WRITTEN PROBLEM
In the listing below, substitute "patch of lawn" for "grass patch" and reproduce every line with nothing else changed.

=====

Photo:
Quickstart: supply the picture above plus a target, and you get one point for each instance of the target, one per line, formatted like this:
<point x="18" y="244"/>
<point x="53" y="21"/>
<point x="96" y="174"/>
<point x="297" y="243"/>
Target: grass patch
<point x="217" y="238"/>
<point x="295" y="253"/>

=====

RESULT
Photo:
Quickstart: supply the picture above plus a target, and you get one point for each instance of the target, one per line, formatted like this:
<point x="18" y="244"/>
<point x="53" y="21"/>
<point x="96" y="174"/>
<point x="297" y="243"/>
Target: patch of lawn
<point x="217" y="238"/>
<point x="295" y="253"/>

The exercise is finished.